* Passage for review:
☆ ☆ ☆

2 - Have an accountability partner.

It’s easier to stay focused and accomplish your goals when you have someone walking alongside you. It may be your spouse, a parent, a friend or coworker. Whoever it is, make sure that you have someone to help keep you accountable for the goals you’ve set. Share your budget with them and keep them updated on your monthly progress. 

Check-in with your accountability partner on a monthly basis. Sometimes Jennifer and I would check-in weekly, especially at the beginning of the process, because we were still trying to figure things out. The more you talk about finances and the budget, the more likely you will be to stick to it.

It’s worth noting that it’s OK if one spouse is more excited about paying down debt than the other. Sometimes finances scare people, and it just takes more time for someone to get used to reviewing the numbers and step out of old habits. For Jennifer and me, we agreed that I would be our “finance manager.” While Jennifer had responsibilities in this process, too, I was the one who was coordinating and orchestrating the plan.

3 - Use simple tools. It doesn’t need to be complicated.

As I mentioned, we utilized the basics of Dave Ramsey’s Financial Peace program. As a budgeting tool, we used Every Dollar. It’s something both Jennifer and I can keep on our phones, connect it with our online banking tools, and craft our monthly budgets. 

There are lots of things out there, but it doesn’t need to be fancy or overly complicated.

4 - Focus and stay committed.

The things you focus on are the things you will accomplish. While you shouldn’t obsess over your finances, keeping a constant eye on your account balance and monthly expenses is a healthy practice.

Where do you start? A budget. Don’t overthink it, though! Creating your budget is as simple as listing your monthly income and comparing it to your estimated monthly expenses. If you find that your estimated monthly expenses are higher than your monthly income, then you need to start trimming back your expenses. 

After you set your budget, keep an eye on your expenses each week to make sure you’re on track. Create a new budget for each month and stay focused on the budget you built.

This took me MONTHS to get right. In the beginning, we kept going over our budgeted numbers, but eventually we got the hang of what we needed to be spending and how we needed to be planning for unexpected expenses. 

Make a budget. Talk about it. Think ahead.  

5 - Change your behavior and don’t look back.

Don’t worry so much about the numbers. Easy to say, harder to do! Our spending habits are usually wound tightly in our life experiences, and those habits can be hard to unwind.

We found that when we changed our mindset and habits related to our debt, it became much easier to start chipping away at the total. 

We stopped using the credit cards as an alternative form of payment. We paid them off and got them out of our wallets.

☆ ☆ ☆

Data excerpts:
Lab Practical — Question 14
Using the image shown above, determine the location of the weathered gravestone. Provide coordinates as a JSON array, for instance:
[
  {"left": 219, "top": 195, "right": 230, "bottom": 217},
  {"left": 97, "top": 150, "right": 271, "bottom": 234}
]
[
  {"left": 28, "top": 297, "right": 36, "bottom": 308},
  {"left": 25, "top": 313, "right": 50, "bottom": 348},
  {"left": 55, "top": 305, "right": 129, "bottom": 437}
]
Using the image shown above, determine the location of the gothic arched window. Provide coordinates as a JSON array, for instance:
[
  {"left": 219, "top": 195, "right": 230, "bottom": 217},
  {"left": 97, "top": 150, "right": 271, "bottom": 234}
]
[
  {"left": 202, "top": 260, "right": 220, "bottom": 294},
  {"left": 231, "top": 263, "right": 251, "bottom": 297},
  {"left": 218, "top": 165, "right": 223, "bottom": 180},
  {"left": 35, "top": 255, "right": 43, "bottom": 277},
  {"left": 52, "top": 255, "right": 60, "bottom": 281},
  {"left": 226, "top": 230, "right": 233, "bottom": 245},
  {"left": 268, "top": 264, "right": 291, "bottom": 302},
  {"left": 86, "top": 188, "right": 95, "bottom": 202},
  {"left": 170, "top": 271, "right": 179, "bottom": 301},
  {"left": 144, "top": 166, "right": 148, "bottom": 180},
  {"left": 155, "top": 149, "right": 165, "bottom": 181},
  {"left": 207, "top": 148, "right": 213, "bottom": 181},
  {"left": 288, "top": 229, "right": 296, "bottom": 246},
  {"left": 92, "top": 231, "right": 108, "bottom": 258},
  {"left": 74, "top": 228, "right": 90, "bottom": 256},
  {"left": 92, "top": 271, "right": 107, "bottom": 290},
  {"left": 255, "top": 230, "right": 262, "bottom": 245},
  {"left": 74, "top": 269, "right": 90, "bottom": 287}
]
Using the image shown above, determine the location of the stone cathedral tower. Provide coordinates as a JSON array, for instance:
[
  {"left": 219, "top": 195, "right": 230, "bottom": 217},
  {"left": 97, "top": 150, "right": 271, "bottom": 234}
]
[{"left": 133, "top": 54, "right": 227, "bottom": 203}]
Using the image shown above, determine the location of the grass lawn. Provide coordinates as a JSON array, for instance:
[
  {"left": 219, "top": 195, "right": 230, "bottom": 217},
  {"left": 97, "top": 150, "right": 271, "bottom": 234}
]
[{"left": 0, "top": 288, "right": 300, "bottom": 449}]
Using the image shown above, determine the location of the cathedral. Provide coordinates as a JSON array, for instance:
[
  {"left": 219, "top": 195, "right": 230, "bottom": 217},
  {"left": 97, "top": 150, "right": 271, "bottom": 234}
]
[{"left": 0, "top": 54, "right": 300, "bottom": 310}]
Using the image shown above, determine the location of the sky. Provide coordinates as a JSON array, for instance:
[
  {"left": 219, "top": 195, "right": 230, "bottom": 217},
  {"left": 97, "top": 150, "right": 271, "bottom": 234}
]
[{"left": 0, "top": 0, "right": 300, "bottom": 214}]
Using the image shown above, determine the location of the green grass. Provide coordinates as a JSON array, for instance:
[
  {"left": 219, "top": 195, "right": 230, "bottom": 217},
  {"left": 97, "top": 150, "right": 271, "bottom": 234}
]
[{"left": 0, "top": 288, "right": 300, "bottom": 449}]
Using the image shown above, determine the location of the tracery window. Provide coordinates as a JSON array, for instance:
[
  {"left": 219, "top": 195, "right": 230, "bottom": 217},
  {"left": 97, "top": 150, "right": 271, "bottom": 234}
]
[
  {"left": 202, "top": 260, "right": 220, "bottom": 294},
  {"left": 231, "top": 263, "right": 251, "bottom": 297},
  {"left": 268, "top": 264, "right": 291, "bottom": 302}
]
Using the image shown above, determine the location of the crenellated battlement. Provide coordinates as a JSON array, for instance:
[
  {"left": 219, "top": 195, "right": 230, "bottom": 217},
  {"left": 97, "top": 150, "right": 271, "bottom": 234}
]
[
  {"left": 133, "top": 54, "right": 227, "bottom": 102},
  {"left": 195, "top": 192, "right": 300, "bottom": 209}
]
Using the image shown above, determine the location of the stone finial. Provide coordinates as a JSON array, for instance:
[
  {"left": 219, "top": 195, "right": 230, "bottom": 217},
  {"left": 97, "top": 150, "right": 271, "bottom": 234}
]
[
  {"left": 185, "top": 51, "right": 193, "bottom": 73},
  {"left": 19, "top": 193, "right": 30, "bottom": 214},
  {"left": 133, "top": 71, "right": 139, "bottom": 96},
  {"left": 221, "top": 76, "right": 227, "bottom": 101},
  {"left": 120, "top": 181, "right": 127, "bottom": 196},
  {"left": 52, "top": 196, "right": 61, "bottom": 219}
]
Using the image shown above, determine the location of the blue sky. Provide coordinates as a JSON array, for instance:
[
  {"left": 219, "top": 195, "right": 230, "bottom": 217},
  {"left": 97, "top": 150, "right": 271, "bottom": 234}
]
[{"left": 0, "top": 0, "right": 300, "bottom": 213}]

☆ ☆ ☆

* Problem: Reproduce, word for word, the stretch of the budgeting advice from "Check-in with your" through "orchestrating the plan.".

* Task response:
Check-in with your accountability partner on a monthly basis. Sometimes Jennifer and I would check-in weekly, especially at the beginning of the process, because we were still trying to figure things out. The more you talk about finances and the budget, the more likely you will be to stick to it.

It’s worth noting that it’s OK if one spouse is more excited about paying down debt than the other. Sometimes finances scare people, and it just takes more time for someone to get used to reviewing the numbers and step out of old habits. For Jennifer and me, we agreed that I would be our “finance manager.” While Jennifer had responsibilities in this process, too, I was the one who was coordinating and orchestrating the plan.